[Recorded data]
☆ ☆ ☆

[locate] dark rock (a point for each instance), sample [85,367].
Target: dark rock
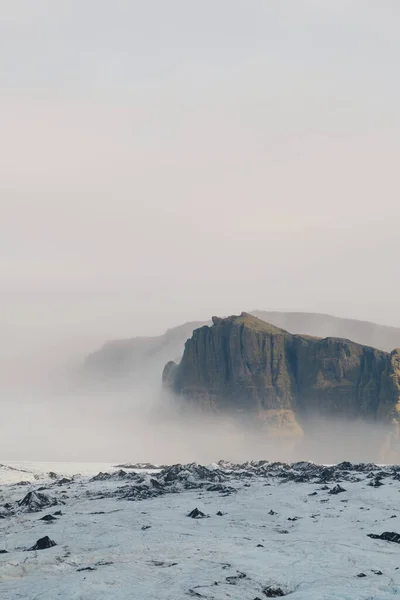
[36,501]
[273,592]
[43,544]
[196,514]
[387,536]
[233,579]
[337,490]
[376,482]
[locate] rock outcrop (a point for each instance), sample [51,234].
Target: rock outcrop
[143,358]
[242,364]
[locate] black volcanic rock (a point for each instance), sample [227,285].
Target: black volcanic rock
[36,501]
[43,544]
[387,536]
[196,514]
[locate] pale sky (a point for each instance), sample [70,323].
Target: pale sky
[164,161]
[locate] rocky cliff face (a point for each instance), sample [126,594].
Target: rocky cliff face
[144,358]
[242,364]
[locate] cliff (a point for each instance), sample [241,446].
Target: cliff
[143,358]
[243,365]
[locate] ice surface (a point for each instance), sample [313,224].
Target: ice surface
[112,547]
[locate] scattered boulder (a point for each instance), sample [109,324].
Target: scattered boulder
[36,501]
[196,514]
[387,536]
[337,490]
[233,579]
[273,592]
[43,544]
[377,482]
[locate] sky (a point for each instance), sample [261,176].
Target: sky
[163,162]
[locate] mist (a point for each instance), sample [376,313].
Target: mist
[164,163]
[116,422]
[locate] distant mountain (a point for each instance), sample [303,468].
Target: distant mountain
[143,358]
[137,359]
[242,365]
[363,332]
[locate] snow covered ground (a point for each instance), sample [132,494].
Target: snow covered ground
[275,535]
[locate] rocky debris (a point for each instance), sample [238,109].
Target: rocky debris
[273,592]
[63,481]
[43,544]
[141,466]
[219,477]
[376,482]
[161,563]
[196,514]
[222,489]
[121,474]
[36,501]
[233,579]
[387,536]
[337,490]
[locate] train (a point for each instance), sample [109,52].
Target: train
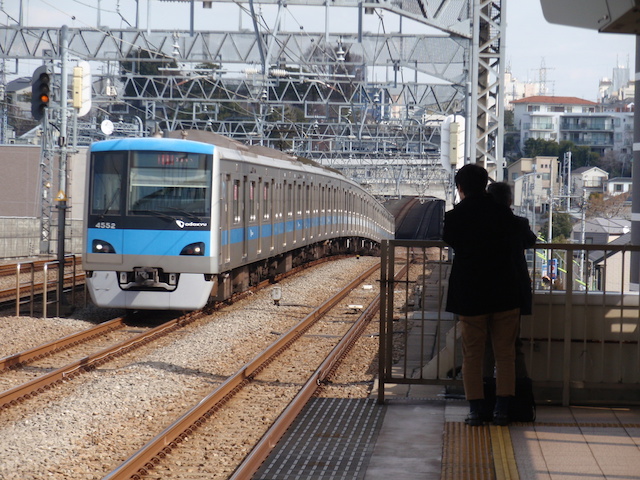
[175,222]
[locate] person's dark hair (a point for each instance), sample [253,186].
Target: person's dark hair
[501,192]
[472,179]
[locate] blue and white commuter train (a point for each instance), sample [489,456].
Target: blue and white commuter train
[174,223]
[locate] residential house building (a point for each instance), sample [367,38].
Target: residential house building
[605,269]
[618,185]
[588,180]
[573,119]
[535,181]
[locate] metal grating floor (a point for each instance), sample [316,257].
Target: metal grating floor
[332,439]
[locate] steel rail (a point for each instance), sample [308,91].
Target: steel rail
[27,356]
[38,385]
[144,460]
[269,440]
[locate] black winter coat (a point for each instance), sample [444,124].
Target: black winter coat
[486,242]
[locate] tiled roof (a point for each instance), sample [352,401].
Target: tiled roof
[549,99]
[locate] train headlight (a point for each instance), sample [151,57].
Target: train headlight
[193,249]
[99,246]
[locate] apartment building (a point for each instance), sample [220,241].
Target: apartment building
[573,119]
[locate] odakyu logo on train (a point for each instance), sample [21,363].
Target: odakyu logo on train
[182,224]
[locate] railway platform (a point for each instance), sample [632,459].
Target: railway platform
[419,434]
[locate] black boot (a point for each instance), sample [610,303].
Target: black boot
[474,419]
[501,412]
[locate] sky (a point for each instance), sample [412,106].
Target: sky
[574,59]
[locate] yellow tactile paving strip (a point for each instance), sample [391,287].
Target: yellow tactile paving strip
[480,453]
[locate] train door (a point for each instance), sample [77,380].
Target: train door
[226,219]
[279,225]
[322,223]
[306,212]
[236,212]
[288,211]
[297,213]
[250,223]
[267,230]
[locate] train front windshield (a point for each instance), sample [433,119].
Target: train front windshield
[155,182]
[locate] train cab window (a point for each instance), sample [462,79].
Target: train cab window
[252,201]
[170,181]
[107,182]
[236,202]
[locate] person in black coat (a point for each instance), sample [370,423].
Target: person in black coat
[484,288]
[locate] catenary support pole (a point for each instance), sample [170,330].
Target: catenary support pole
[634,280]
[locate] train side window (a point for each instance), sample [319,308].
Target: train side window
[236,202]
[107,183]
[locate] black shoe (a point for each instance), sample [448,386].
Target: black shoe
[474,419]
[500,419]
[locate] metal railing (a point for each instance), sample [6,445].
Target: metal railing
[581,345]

☆ ☆ ☆

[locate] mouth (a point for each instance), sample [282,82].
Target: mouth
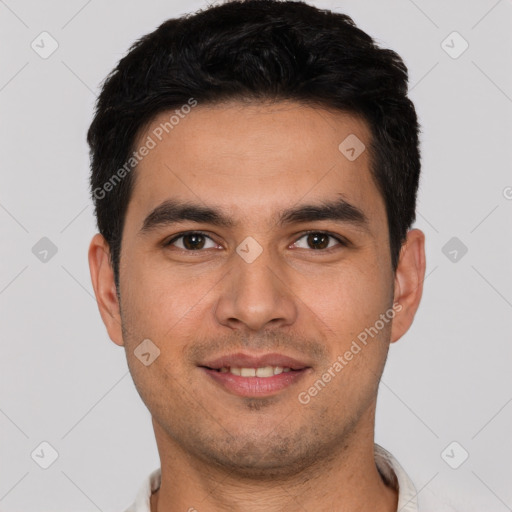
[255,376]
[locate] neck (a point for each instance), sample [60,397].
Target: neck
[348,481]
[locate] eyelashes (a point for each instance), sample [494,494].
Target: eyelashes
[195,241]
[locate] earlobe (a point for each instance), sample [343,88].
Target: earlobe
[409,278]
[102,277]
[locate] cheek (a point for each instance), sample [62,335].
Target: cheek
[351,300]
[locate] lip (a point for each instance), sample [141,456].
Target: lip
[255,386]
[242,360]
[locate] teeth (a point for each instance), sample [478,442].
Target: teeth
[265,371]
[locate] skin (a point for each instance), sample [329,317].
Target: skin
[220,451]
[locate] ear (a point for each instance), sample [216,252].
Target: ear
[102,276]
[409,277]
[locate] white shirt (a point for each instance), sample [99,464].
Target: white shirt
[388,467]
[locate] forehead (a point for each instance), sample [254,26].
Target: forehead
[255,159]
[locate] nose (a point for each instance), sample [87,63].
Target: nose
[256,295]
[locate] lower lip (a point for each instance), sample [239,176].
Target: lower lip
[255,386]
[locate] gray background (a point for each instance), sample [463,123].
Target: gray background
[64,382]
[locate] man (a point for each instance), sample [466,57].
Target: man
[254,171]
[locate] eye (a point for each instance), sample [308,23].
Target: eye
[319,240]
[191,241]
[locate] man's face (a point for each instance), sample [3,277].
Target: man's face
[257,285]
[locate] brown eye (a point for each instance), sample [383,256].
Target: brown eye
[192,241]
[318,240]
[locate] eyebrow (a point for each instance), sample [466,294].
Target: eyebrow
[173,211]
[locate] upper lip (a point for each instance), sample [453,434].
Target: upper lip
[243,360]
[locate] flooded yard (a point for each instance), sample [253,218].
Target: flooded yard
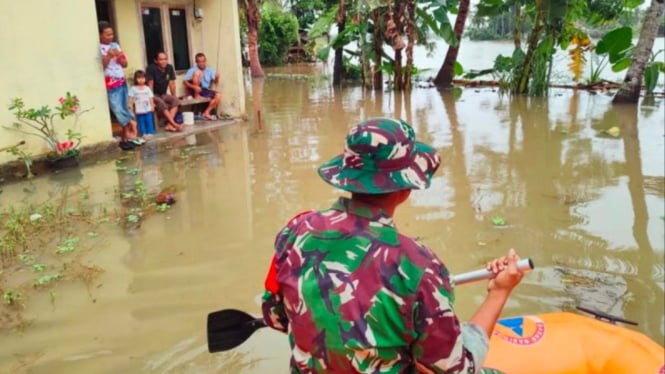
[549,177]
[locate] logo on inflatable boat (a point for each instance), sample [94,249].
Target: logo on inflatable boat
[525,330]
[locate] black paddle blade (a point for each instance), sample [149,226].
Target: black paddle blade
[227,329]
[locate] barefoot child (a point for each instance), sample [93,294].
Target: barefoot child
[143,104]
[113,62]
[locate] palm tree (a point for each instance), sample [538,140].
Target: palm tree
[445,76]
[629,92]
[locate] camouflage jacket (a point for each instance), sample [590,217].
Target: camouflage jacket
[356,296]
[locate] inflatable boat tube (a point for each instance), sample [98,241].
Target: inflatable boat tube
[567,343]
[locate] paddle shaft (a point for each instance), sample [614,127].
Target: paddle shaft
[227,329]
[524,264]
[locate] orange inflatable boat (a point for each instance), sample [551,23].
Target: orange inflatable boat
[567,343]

☆ ☆ ☆

Filter the rows above, keeping every line that contains the word "blue".

[locate] blue and white commuter train (a point for each instance), sample [489,456].
Target: blue and white commuter train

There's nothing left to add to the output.